Requirement ▸
Could you copy every record below exactly as it is written?
----- Exercise inputs
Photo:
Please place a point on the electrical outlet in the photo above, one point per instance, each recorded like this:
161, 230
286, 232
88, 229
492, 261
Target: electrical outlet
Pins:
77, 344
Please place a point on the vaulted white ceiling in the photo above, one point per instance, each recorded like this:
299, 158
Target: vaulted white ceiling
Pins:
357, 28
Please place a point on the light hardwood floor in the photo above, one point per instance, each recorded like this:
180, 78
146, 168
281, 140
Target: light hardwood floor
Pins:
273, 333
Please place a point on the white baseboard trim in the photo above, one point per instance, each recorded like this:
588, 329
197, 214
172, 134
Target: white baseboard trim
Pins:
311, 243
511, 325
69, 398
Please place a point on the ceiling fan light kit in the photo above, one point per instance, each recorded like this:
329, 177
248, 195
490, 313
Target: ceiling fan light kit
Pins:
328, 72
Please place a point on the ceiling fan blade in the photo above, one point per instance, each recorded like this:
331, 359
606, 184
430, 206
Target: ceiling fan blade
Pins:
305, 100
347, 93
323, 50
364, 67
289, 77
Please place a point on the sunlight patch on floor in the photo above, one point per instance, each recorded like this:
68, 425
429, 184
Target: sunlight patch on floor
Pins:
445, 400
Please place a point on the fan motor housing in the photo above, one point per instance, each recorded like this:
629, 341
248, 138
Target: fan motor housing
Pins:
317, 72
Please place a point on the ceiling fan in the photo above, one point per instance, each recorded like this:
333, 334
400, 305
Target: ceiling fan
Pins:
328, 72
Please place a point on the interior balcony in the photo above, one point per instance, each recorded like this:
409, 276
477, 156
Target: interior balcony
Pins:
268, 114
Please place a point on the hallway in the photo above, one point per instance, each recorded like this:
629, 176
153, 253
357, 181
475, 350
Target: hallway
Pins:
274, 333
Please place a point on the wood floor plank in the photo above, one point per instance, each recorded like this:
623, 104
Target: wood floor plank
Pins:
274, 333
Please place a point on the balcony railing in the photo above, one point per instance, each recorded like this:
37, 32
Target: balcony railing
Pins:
----------
Expected output ▸
Photo:
Please place a point on the electrical outlet in the photo above, one point per instance, each recorded like this:
161, 230
286, 232
88, 229
492, 261
Target: electrical outlet
Pins:
77, 344
Please place a point on the vaulted white ceiling in the photo above, one point per instance, each recorded like this:
299, 158
Target: vaulted white ceiling
Pins:
357, 28
Please place a point on the light hardwood floor in the photo above, one point per instance, each recorded like this:
180, 78
146, 168
281, 140
Target: light hardwood floor
Pins:
273, 333
Please place a point on the white baseboard trim in the photo above, one point per instance, each recorded like this:
588, 329
197, 214
172, 134
Target: white baseboard trim
Pins:
311, 243
511, 325
69, 398
Please place a point on the ceiling fan light kit in the photo above, one point per instance, each recorded like this:
329, 177
248, 195
490, 313
Target: ceiling fan light kit
Pins:
328, 72
Please place a point on the ceiling fan blade in the photo above, one point per instance, each recorded like this:
331, 359
606, 184
430, 206
Target: ceiling fan blade
Pins:
305, 100
347, 93
323, 50
364, 67
289, 77
Please place a point on the sunlight patch on floor in the photo above, one point per instance, each recorded like this:
68, 425
429, 184
Target: sunlight patch on floor
Pins:
445, 400
Please place a point on the fan motor housing in the photo above, one point per instance, each recorded like this:
629, 341
248, 138
Target: fan motor housing
Pins:
317, 72
Please place a point on the ceiling fan in the photo above, one point per instance, each recorded like this:
333, 334
400, 305
Target: ceiling fan
Pins:
328, 72
Please place a point on the interior balcony in the photo above, one point per instance, each recorded like this:
409, 276
477, 156
Target: interior balcony
Pins:
268, 114
Please place a point on the hallway in the photo above, one point per instance, each recorded like this:
629, 176
153, 253
357, 181
475, 350
Target: hallway
Pins:
274, 333
Please place a point on the wood floor plank in the photo above, one point per instance, each recorded like this:
623, 104
Target: wood floor plank
Pins:
274, 333
Please place a point on the balcony railing in the photo above, one point per instance, each recorded like this:
37, 32
Target: balcony railing
Pins:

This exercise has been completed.